**Task description:** Revise the listing below by changing every "even-odd rule" to "nonzero winding rule" and keeping all other text the same. Omit the pictures from your version.

--- Material supplied ---

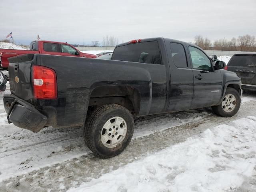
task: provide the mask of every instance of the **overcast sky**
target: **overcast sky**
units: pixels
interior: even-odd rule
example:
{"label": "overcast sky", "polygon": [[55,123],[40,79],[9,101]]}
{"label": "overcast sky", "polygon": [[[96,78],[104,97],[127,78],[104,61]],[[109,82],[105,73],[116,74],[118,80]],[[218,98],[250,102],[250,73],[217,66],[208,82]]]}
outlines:
{"label": "overcast sky", "polygon": [[164,37],[193,42],[256,35],[256,0],[18,0],[2,2],[0,39],[90,44]]}

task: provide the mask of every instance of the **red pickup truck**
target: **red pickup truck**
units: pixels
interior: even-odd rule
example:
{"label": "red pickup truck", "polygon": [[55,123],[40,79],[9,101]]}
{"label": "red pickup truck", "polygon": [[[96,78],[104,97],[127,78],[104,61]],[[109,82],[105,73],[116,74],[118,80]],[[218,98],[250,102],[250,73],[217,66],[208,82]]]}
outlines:
{"label": "red pickup truck", "polygon": [[49,41],[34,41],[30,43],[29,50],[0,49],[0,64],[2,68],[8,68],[8,58],[17,55],[29,53],[63,55],[96,58],[92,54],[84,53],[66,43]]}

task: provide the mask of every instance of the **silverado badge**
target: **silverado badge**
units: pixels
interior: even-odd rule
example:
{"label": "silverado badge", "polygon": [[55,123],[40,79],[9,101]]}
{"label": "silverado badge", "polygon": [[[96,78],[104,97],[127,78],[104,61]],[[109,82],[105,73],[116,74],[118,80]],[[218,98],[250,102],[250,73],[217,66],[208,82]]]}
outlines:
{"label": "silverado badge", "polygon": [[16,82],[17,83],[19,82],[19,78],[17,76],[15,76],[15,82]]}

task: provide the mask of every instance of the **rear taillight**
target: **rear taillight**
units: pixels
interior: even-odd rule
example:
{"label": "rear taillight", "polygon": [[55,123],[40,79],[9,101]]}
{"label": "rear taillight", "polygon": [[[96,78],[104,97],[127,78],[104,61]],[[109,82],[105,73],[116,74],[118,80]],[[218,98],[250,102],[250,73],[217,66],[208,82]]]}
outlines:
{"label": "rear taillight", "polygon": [[137,43],[138,42],[140,42],[141,41],[141,39],[135,39],[134,40],[132,40],[131,41],[130,41],[128,43]]}
{"label": "rear taillight", "polygon": [[57,98],[57,80],[55,72],[38,65],[33,66],[34,96],[39,99]]}

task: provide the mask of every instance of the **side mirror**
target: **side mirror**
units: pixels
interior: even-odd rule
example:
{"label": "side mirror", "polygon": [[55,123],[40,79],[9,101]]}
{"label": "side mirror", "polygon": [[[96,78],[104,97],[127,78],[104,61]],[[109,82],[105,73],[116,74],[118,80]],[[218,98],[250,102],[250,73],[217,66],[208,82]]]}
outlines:
{"label": "side mirror", "polygon": [[7,82],[7,78],[4,74],[0,71],[0,91],[4,91],[6,88],[6,84]]}
{"label": "side mirror", "polygon": [[217,59],[217,58],[218,57],[216,55],[212,55],[212,60],[215,60],[216,59]]}
{"label": "side mirror", "polygon": [[226,63],[222,61],[217,61],[215,62],[214,68],[216,70],[223,69],[226,66]]}

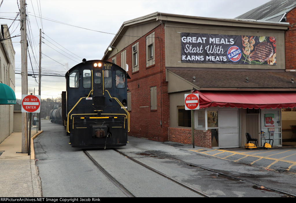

---

**Final result:**
task: provide the mask of every instance of the **overcast sky**
target: **overcast sky**
units: pixels
interior: nonzero winding rule
example:
{"label": "overcast sky", "polygon": [[55,123],[40,79],[9,101]]}
{"label": "overcast sky", "polygon": [[[96,78],[104,97],[127,78],[104,61]],[[109,82],[105,73],[116,74],[118,80]],[[218,98],[250,102],[250,73],[217,66],[208,82]]]}
outlines:
{"label": "overcast sky", "polygon": [[164,37],[193,42],[256,35],[256,0],[18,0],[2,2],[0,39],[90,44]]}

task: provide the mask of every instance of the **red pickup truck**
target: **red pickup truck**
units: pixels
interior: nonzero winding rule
example:
{"label": "red pickup truck", "polygon": [[55,123],[40,79],[9,101]]}
{"label": "red pickup truck", "polygon": [[[96,78],[104,97],[127,78],[104,61]],[[109,82],[105,73],[116,74],[118,80]],[[218,98],[250,102],[250,73],[217,66],[208,82]]]}
outlines:
{"label": "red pickup truck", "polygon": [[49,41],[34,41],[30,43],[29,50],[0,49],[0,64],[2,68],[8,68],[8,58],[17,55],[29,53],[63,55],[96,58],[92,54],[84,53],[66,43]]}

task: provide the mask of every instance of the **silverado badge**
target: **silverado badge**
units: pixels
interior: nonzero winding rule
example:
{"label": "silverado badge", "polygon": [[55,123],[40,79],[9,101]]}
{"label": "silverado badge", "polygon": [[[96,78],[104,97],[127,78],[104,61]],[[109,82],[105,73],[116,74],[118,80]],[[218,98],[250,102],[250,73],[217,66],[208,82]]]}
outlines:
{"label": "silverado badge", "polygon": [[16,82],[17,83],[19,82],[19,78],[17,76],[15,76],[15,82]]}

task: provide the mask of every instance of the **rear taillight**
target: **rear taillight**
units: pixels
interior: nonzero winding rule
example:
{"label": "rear taillight", "polygon": [[55,123],[40,79],[9,101]]}
{"label": "rear taillight", "polygon": [[[96,78],[104,97],[127,78],[104,61]],[[109,82],[105,73],[116,74],[118,80]],[[218,98],[250,102],[250,73],[217,66],[208,82]]]}
outlines:
{"label": "rear taillight", "polygon": [[137,43],[138,42],[140,42],[141,41],[141,39],[135,39],[134,40],[132,40],[131,41],[130,41],[128,43]]}
{"label": "rear taillight", "polygon": [[57,98],[57,80],[55,72],[38,65],[33,66],[34,96],[39,99]]}

task: provide the mask of every instance of the **side mirror**
target: **side mirror**
units: pixels
interior: nonzero winding rule
example:
{"label": "side mirror", "polygon": [[55,123],[40,79],[9,101]]}
{"label": "side mirror", "polygon": [[[96,78],[104,97],[127,78],[104,61]],[[109,82],[105,73],[116,74],[118,80]],[[218,98],[250,102],[250,73],[217,66],[208,82]]]}
outlines:
{"label": "side mirror", "polygon": [[7,82],[7,78],[4,74],[0,71],[0,91],[4,91],[6,88],[6,84]]}
{"label": "side mirror", "polygon": [[217,59],[217,58],[218,57],[216,55],[212,55],[212,60],[215,60],[216,59]]}
{"label": "side mirror", "polygon": [[226,63],[222,61],[217,61],[215,62],[214,68],[216,70],[223,69],[226,66]]}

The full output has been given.